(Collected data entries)
= = = = =
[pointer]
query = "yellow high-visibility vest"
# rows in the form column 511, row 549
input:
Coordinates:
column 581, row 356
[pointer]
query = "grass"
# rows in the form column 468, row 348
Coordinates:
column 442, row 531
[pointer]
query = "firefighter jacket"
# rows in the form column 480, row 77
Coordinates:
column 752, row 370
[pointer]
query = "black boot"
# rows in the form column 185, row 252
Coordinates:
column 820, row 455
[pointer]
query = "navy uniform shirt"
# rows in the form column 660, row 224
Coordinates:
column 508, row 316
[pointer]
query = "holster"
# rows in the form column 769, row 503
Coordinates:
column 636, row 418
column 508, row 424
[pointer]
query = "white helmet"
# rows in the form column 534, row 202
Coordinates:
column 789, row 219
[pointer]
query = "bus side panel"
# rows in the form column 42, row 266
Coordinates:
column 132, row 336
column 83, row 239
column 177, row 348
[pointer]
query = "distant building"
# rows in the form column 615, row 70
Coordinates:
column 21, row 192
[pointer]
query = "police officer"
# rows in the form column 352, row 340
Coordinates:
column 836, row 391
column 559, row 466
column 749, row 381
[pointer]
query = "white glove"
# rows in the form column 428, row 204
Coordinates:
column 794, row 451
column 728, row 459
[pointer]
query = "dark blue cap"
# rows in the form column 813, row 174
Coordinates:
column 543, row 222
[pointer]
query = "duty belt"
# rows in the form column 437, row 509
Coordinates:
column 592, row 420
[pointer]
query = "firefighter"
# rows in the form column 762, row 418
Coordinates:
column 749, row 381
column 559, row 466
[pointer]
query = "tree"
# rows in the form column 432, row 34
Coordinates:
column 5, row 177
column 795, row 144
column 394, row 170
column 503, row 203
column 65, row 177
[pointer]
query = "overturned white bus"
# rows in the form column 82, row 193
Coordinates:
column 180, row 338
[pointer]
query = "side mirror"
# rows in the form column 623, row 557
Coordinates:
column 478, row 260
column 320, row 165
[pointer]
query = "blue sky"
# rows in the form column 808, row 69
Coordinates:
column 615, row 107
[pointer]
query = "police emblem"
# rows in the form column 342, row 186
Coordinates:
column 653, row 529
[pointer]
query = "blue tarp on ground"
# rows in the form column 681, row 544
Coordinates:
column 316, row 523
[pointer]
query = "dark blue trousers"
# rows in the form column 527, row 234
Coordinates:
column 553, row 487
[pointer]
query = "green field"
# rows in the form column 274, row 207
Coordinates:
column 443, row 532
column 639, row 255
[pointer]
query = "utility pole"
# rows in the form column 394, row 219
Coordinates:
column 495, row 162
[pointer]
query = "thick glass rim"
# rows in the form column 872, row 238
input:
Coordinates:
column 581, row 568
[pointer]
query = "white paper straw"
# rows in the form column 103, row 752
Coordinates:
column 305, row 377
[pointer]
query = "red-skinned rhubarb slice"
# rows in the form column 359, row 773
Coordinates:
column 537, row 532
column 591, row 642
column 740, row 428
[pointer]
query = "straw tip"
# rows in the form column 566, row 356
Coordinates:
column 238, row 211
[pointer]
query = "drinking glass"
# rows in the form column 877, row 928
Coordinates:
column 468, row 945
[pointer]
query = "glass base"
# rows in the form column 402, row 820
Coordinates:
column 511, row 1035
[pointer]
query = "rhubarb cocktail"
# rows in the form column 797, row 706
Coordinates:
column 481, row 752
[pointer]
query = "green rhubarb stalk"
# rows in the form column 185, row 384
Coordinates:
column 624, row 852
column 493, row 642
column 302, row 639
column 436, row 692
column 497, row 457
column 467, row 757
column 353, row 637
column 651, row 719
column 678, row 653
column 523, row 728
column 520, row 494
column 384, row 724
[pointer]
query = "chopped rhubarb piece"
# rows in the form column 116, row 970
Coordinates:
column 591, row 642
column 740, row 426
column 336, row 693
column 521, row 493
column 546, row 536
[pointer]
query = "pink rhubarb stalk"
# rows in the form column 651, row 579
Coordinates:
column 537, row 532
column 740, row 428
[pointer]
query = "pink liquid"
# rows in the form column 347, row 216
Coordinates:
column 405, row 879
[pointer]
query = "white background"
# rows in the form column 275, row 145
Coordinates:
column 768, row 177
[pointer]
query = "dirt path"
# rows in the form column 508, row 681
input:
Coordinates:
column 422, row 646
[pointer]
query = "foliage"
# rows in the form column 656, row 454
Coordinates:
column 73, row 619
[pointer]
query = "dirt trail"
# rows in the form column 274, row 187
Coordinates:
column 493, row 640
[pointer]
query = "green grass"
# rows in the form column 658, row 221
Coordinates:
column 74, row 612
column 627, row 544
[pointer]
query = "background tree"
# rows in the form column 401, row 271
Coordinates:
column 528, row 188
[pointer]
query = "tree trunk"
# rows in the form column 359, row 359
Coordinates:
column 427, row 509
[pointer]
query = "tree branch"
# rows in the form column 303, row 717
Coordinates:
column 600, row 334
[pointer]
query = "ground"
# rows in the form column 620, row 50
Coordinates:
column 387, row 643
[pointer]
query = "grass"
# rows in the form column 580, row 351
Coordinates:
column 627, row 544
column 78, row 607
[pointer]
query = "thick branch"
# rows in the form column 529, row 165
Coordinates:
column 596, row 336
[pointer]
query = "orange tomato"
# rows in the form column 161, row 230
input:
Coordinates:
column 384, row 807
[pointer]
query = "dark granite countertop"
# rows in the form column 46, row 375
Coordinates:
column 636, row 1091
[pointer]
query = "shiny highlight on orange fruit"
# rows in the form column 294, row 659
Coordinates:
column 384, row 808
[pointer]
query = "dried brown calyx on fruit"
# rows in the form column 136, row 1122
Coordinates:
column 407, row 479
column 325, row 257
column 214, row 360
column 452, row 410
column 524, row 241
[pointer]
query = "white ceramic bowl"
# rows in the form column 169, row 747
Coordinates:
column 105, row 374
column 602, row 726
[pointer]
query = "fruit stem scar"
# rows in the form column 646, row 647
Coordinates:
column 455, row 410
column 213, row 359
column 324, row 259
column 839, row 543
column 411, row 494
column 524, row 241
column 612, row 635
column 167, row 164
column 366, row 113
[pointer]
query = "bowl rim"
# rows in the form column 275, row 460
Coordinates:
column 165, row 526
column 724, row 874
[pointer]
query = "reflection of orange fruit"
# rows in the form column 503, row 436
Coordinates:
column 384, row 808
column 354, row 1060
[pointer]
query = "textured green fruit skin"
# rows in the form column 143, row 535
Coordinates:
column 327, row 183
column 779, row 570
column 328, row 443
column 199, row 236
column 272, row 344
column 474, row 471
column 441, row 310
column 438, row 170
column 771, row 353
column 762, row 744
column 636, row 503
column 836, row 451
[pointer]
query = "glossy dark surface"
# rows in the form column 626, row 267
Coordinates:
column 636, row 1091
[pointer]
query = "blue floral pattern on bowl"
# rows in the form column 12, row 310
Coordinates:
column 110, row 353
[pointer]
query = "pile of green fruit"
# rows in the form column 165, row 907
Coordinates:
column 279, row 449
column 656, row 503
= = = = =
Return the lines of the listing verbatim, covering the stretch from its first line through the line that contains "column 752, row 370", with both ends included.

[pointer]
query = "yellow high-visibility vest"
# rows in the form column 511, row 549
input:
Coordinates:
column 581, row 356
[pointer]
query = "grass"
# rows in the form column 468, row 348
Coordinates:
column 442, row 531
[pointer]
query = "firefighter jacket"
# rows in the form column 480, row 77
Coordinates:
column 752, row 370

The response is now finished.